====== Extract provided
Archived-At: <https://mailarchive.ietf.org/arch/msg/slim/nud9Rtu7qO210bFMl0I18jrrntg>
Subject: Re: [Slim] Issue 43: How to know the modality of a language indication?
X-BeenThere: slim@ietf.org
X-Mailman-Version: 2.1.22
Precedence: list
List-Id: Selection of Language for Internet Media <slim.ietf.org>
List-Unsubscribe: <https://www.ietf.org/mailman/options/slim>, <mailto:slim-request@ietf.org?subject=unsubscribe>
List-Archive: <https://mailarchive.ietf.org/arch/browse/slim/>
List-Post: <mailto:slim@ietf.org>
List-Help: <mailto:slim-request@ietf.org?subject=help>
List-Subscribe: <https://www.ietf.org/mailman/listinfo/slim>, <mailto:slim-request@ietf.org?subject=subscribe>
X-List-Received-Date: Sun, 15 Oct 2017 23:22:00 -0000

Paul said:

""- can the UA use this information to change how to render the media?"

[BA]  If the video is used for signing, an application might infer an
encoder preference for frame rate over resolution (e.g. in WebRTC,
RTCRtpParameters.degradationPreference = "maintain-framerate" )
============
> [Requirements]
a. In the mailing-list message, under what condition might an application prefer frame rate over resolution when encoding video, and what WebRTC setting is given to show this?
b. Render this question from the mailing-list message in Spanish: "can the UA use this information to change how to render the media?"
Rely only on the mailing-list message above.
====== Material supplied
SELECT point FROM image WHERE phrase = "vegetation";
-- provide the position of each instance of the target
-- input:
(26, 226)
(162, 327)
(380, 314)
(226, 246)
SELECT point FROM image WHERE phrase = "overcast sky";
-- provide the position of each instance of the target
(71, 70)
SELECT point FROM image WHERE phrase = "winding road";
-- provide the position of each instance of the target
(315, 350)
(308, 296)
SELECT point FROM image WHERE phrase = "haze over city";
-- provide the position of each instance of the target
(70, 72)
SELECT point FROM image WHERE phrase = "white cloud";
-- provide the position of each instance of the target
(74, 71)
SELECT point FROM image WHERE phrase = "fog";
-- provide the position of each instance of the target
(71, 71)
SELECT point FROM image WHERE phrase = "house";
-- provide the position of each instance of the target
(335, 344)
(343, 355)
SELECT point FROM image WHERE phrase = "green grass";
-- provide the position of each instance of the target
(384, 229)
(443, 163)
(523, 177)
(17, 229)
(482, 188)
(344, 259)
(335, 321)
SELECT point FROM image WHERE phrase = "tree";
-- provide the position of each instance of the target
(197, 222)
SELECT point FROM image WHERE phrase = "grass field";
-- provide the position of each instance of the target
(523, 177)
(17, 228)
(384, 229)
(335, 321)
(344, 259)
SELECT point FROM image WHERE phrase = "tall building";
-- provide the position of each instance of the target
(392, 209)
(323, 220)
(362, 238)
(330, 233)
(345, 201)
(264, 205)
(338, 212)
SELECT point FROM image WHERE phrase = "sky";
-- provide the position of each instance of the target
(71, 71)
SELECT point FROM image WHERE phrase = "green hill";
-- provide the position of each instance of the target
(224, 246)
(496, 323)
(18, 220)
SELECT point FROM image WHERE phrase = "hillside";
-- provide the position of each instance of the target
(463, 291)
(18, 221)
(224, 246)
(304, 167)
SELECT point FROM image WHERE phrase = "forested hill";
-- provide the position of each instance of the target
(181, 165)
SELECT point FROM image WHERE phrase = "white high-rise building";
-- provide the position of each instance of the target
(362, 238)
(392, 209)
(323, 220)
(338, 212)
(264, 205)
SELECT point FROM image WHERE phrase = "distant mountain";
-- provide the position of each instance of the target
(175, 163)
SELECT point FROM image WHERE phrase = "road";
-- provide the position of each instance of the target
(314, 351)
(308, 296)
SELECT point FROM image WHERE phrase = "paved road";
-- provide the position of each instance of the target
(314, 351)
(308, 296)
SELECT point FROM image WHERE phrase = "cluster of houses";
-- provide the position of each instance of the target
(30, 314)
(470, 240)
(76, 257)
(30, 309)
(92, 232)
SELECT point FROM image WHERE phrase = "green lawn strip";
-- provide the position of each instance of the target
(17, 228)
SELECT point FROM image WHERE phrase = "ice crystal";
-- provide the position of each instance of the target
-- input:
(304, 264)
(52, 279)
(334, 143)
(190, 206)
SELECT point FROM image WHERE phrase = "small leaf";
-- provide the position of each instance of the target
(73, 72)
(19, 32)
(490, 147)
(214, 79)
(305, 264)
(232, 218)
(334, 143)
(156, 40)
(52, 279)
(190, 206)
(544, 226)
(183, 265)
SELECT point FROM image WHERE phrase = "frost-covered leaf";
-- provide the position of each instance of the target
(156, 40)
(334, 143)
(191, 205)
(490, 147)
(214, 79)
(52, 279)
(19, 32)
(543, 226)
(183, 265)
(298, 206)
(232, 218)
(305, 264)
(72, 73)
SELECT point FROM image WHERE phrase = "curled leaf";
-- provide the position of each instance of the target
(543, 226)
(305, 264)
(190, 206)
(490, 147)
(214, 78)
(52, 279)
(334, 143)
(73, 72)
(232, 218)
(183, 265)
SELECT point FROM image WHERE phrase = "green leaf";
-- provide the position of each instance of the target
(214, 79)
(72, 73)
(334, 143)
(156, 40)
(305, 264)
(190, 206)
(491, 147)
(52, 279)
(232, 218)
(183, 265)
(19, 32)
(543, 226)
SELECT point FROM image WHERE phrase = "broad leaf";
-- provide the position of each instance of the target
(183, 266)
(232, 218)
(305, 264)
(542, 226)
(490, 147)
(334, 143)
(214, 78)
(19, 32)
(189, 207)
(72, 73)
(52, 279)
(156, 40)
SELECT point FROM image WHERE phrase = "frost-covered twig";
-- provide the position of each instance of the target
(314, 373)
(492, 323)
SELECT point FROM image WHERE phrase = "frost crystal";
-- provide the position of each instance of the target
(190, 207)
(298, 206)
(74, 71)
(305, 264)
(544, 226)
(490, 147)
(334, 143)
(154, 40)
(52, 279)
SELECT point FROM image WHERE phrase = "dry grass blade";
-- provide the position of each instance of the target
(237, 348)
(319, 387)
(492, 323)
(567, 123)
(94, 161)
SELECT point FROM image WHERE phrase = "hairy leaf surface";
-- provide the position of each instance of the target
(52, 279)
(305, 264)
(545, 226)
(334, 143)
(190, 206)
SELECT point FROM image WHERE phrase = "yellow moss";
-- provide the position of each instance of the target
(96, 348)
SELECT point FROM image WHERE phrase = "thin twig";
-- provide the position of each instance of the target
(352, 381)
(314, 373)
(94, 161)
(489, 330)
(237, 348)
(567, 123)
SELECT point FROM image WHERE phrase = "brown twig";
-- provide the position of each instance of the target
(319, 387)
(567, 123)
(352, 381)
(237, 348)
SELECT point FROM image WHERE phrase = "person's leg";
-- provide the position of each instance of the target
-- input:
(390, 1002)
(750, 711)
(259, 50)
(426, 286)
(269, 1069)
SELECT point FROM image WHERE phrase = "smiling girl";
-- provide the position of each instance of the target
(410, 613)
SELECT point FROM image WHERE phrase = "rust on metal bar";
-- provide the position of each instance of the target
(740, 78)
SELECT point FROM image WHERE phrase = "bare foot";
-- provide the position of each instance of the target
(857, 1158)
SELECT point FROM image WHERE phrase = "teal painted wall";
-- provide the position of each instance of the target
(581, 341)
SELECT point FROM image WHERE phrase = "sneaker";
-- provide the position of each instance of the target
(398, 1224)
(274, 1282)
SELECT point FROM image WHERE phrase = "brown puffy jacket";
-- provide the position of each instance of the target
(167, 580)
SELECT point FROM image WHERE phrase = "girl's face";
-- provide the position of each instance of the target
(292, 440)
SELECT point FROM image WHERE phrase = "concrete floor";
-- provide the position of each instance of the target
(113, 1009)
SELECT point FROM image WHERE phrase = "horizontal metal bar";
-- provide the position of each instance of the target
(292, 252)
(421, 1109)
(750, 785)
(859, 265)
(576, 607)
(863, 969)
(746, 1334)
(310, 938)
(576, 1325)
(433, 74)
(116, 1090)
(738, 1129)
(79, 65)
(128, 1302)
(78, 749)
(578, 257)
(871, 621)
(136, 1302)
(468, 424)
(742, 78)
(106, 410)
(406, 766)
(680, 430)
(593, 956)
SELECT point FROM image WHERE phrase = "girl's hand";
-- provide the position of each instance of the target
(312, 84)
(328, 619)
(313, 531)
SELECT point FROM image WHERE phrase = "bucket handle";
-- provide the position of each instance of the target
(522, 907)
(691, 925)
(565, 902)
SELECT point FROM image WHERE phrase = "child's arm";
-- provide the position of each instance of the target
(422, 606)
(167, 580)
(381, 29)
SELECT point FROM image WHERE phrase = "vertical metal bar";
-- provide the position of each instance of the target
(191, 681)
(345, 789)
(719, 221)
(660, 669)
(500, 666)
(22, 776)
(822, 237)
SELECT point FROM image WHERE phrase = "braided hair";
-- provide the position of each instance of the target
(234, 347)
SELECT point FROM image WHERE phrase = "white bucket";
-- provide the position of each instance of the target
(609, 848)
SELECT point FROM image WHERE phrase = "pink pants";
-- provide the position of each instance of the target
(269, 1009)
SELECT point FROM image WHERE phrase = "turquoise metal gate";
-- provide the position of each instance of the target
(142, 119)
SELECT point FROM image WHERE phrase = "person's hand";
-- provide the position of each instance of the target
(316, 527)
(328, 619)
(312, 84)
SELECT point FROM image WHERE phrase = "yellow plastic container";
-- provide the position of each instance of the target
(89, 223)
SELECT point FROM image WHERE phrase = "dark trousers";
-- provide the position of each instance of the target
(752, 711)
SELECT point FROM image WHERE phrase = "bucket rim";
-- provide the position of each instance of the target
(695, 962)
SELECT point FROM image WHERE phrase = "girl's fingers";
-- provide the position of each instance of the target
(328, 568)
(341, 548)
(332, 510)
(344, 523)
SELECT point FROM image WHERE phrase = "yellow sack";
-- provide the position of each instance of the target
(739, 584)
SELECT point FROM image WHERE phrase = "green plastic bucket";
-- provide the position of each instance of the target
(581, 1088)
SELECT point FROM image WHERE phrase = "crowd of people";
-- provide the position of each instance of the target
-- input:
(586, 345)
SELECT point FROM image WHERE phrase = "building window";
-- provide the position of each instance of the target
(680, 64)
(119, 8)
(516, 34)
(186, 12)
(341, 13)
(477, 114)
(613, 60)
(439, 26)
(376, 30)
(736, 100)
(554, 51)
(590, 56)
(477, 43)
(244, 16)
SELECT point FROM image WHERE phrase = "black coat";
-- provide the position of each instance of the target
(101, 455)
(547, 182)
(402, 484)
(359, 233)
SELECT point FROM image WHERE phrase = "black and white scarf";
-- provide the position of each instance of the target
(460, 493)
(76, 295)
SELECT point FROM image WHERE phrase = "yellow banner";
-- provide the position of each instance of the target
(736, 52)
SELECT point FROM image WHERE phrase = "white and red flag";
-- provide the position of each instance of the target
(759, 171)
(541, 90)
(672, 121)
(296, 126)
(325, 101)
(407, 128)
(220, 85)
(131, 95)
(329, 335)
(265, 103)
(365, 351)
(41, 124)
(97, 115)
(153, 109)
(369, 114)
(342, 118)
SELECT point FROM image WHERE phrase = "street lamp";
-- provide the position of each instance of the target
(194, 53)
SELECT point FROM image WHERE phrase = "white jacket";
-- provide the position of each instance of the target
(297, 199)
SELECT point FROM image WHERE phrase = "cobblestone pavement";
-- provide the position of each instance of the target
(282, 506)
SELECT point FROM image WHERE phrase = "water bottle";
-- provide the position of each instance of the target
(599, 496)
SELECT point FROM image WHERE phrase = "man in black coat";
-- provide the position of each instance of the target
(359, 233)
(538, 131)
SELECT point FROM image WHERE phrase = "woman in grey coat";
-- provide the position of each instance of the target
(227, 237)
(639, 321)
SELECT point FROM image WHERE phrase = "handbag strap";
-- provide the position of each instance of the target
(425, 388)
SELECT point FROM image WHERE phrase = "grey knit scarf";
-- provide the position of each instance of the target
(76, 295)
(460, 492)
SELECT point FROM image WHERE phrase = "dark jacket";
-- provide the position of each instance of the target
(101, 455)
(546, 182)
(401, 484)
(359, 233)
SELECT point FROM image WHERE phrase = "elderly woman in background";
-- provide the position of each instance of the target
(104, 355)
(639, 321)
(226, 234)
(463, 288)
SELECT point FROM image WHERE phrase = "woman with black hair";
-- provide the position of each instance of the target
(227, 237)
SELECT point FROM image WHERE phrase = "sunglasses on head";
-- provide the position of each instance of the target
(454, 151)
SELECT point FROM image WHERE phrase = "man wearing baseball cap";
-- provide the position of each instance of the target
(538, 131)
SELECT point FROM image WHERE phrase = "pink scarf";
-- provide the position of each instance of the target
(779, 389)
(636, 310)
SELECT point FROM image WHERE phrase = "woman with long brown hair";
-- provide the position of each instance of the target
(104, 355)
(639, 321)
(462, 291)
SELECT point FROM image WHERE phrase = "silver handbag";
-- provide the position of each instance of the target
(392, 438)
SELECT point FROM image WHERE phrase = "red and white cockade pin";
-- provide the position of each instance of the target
============
> [Expected outputs]
a. An application might infer this preference when the video is used for signing. The WebRTC setting given is RTCRtpParameters.degradationPreference = "maintain-framerate".

b. ¿puede el UA usar esta información para cambiar cómo reproducir los medios?